- [Work instructions]: Starting at the beginning of the material and stopping after the line that holds "point(190, 167)", write those lines out again, replacing "thickest part" with "widest part" and changing nothing else. Leave the pictures out.

- [Source data]:
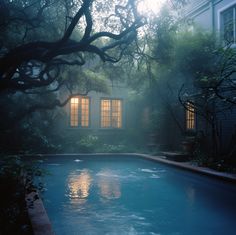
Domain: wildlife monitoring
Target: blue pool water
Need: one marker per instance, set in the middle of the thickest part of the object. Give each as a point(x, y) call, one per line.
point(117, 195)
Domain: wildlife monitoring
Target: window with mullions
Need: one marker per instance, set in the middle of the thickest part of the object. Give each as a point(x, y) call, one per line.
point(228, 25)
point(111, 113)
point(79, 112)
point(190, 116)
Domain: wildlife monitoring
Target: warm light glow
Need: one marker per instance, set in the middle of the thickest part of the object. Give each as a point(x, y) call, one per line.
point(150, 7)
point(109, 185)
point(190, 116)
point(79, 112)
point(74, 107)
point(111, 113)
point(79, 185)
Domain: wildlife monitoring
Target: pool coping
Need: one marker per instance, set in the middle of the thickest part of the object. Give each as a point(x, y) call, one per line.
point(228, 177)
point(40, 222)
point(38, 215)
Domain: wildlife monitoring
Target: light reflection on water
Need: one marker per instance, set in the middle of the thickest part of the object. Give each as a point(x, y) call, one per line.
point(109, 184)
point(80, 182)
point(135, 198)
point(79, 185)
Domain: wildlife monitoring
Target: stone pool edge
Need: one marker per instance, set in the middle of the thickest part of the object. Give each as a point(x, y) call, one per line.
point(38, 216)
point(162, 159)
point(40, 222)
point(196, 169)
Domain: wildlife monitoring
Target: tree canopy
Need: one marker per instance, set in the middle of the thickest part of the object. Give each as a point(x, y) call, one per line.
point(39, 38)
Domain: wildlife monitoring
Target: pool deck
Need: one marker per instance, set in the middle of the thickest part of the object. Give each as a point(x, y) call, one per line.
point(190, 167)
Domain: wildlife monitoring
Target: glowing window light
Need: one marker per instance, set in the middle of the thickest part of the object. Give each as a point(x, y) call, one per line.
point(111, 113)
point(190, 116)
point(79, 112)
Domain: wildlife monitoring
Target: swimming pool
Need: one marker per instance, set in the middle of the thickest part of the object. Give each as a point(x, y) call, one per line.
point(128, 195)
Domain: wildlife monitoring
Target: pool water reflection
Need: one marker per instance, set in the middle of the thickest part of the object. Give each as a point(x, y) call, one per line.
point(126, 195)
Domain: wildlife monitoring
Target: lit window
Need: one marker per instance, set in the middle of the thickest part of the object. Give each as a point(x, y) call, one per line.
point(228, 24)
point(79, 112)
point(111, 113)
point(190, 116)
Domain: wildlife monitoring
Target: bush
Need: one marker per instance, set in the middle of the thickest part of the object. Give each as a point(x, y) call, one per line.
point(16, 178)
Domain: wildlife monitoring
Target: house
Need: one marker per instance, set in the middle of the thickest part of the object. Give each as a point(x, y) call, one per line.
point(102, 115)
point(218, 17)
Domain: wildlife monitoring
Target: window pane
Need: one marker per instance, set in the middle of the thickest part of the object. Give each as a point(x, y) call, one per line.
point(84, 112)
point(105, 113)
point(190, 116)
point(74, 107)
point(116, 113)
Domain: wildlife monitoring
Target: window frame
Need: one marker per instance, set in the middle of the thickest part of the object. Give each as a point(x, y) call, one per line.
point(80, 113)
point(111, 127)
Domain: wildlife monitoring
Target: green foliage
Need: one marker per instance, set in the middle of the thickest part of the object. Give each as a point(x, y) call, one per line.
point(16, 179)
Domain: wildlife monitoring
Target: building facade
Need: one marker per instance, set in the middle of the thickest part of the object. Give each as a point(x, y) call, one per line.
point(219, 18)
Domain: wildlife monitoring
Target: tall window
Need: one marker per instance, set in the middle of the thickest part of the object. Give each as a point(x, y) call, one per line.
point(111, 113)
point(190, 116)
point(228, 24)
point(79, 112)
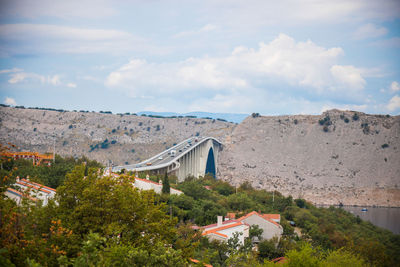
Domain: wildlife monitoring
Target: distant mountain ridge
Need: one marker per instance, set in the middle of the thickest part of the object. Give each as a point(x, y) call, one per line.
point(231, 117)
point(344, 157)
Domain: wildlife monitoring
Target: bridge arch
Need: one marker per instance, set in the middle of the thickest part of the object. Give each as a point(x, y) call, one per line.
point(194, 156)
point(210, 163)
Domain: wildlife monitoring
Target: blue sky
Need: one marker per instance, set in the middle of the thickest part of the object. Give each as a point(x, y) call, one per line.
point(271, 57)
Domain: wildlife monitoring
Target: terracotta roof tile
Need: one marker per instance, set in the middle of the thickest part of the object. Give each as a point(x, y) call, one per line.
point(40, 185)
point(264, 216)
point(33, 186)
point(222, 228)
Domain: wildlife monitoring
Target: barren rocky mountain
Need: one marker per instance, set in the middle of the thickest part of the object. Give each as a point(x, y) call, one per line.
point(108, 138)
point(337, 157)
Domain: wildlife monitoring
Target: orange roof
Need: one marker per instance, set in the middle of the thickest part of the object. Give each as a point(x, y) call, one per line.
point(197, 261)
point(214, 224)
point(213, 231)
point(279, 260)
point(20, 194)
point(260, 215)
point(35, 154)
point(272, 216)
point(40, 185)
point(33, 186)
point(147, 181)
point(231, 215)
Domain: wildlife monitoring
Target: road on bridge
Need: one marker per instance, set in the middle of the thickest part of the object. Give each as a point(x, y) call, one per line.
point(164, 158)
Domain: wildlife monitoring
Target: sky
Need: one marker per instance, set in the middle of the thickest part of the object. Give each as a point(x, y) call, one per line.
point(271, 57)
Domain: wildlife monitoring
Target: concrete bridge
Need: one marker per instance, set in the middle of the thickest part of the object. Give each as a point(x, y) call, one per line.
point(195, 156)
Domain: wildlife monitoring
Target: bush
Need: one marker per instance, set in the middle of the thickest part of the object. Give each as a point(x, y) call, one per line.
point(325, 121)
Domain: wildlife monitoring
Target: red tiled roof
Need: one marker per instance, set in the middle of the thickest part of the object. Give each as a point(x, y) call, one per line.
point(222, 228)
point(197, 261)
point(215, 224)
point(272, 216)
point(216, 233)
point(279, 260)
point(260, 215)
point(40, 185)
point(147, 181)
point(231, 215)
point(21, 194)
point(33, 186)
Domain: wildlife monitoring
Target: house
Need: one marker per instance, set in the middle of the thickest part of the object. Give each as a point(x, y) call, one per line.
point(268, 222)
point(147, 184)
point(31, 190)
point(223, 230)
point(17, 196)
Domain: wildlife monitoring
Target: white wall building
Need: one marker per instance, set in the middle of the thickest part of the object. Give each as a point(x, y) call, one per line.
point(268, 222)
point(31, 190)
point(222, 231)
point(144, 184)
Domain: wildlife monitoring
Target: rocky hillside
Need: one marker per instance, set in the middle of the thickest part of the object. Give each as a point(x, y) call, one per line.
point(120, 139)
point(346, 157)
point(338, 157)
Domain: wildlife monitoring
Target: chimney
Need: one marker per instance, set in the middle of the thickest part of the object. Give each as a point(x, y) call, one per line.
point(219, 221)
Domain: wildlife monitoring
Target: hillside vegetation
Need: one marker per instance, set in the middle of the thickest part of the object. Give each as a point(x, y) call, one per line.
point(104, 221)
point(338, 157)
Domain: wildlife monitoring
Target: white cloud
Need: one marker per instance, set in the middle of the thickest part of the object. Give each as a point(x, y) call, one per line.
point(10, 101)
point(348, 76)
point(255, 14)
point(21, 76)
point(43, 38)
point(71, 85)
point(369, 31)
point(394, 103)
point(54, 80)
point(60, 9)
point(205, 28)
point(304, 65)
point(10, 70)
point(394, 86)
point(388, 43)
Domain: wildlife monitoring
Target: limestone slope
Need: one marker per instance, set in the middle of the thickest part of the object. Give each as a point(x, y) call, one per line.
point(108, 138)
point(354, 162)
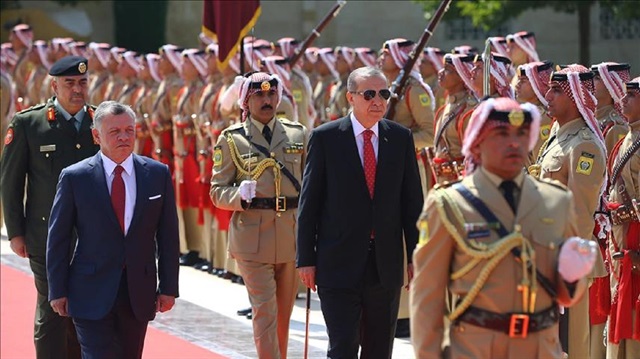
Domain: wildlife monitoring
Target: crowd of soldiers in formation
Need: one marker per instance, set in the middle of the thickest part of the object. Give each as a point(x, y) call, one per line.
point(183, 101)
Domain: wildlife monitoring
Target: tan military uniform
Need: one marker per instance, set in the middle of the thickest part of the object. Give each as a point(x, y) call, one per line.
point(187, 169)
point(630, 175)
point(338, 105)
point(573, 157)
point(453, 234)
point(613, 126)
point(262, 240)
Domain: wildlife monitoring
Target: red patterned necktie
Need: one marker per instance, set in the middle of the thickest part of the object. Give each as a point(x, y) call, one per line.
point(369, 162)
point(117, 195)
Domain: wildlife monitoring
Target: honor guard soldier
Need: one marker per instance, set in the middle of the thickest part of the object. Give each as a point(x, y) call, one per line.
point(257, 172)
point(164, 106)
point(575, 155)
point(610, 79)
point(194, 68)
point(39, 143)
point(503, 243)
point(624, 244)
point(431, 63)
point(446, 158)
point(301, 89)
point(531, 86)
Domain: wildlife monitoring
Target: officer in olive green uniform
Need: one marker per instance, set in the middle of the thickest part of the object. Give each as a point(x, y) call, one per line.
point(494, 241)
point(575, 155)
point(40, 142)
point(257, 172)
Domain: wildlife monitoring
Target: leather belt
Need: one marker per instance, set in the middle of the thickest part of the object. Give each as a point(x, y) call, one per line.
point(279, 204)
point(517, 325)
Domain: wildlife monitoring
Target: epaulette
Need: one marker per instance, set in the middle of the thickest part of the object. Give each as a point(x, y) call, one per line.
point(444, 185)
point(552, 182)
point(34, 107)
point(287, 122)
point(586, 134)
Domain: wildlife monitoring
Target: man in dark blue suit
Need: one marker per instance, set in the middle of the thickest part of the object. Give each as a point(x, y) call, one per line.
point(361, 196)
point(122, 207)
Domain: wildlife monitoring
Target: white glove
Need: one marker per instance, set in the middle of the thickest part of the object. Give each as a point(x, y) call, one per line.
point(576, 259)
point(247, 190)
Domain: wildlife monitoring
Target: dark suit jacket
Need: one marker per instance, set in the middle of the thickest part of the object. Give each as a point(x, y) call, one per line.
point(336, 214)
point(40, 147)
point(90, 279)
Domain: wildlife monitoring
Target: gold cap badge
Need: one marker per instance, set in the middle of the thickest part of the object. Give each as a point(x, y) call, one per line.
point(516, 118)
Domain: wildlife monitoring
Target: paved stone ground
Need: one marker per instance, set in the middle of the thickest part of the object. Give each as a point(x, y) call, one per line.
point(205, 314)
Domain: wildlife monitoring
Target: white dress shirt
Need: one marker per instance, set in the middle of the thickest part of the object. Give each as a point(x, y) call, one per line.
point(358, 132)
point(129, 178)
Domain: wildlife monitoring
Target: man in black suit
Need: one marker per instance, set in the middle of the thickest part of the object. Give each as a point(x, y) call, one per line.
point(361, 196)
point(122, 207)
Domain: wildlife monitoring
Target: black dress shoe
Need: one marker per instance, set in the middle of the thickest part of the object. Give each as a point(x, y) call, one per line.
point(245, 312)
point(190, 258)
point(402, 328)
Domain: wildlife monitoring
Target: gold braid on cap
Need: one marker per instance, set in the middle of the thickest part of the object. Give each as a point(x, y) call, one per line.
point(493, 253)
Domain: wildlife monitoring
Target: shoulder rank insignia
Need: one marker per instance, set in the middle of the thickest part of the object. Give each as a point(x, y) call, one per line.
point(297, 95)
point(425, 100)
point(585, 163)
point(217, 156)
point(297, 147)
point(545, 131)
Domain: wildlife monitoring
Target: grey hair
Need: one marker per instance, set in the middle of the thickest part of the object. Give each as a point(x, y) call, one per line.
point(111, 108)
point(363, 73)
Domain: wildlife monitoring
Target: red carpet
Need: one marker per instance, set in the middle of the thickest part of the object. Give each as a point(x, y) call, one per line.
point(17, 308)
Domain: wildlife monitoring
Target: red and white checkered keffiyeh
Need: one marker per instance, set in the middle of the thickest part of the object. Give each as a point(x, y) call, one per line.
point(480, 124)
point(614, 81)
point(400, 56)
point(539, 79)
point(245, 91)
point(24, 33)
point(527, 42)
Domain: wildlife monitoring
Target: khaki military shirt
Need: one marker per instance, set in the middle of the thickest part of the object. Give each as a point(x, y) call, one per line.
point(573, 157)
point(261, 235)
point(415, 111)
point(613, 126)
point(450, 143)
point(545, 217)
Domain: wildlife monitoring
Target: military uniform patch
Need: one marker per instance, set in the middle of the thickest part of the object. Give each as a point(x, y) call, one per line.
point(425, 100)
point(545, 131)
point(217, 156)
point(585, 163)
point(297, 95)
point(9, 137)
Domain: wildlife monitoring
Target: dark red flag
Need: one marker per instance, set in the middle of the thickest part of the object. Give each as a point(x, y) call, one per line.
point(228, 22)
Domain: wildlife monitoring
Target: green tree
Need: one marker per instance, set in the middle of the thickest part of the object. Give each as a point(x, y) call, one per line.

- [Reply to the task]:
Domain: wildlife monitoring
Target: blue pool water
Need: one marker per instance, set in the middle of the widest part of the object. Give each as a point(x, y) call, one per line.
point(117, 195)
Domain: wildlife monitoring
Target: window with mullions
Need: one marker per instance, set in the middle of the widest part of the object. Give each as a point(x, y) call, one per line.
point(228, 25)
point(111, 113)
point(79, 112)
point(190, 116)
Domain: wildlife monitoring
Target: warm light glow
Need: one marker per instance, set in the middle of the widest part of the object. Give each as a point(x, y) call, one per line.
point(150, 7)
point(109, 185)
point(190, 116)
point(79, 112)
point(74, 107)
point(111, 113)
point(79, 185)
Domain: wildlife monitoring
Target: pool coping
Need: one marker per instance, set in the middle of the widest part of the object. Give each as a point(x, y) call, one per line.
point(228, 177)
point(40, 222)
point(38, 215)
Domain: wildlife monitoring
Target: light reflection on water
Need: one marker per instance, set in the middle of the widest part of the object. Give each as a point(x, y) call, one per line.
point(109, 184)
point(80, 182)
point(135, 198)
point(79, 185)
Domain: wildlife monitoring
Target: stone pool edge
Need: one marker per instance, set in the middle of the widest part of the object. Give each as a point(x, y) call, one per line.
point(38, 216)
point(162, 159)
point(40, 222)
point(196, 169)
Domain: wildlife monitoring
Target: tree canopy
Need: one marker per instance, set in the middle of the widest part of the object. Give each as a point(x, y) call, one per line.
point(39, 38)
Domain: wildlife monitoring
Target: pool deck
Need: one marker per instance, set in the middle of the widest part of the object. Give each as a point(x, y) call, one per line.
point(190, 167)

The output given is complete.